▸ **AVAILABLE DATA**
+---+
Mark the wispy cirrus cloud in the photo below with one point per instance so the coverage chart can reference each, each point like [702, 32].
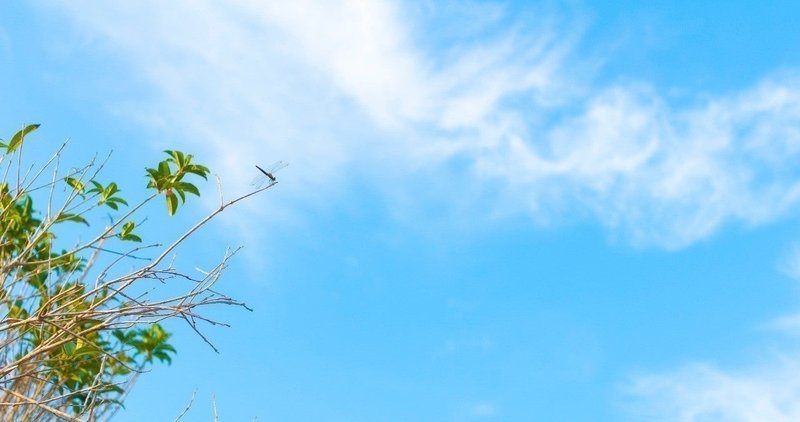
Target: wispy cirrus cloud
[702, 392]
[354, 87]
+---+
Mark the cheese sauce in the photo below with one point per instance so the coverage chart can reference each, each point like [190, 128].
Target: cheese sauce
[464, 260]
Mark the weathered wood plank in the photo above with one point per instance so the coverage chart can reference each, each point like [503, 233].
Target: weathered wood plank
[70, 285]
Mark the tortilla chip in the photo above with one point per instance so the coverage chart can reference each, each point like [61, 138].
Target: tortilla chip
+---+
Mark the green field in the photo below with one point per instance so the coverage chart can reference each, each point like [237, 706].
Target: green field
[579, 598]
+---+
For each line above that includes "chip", copy the line.

▸ **ANSWER TO THIS PROBLEM**
Mark the tortilla chip in the photo above with one point per instance so the coverage chart can reference each, each point like [61, 138].
Target: tortilla chip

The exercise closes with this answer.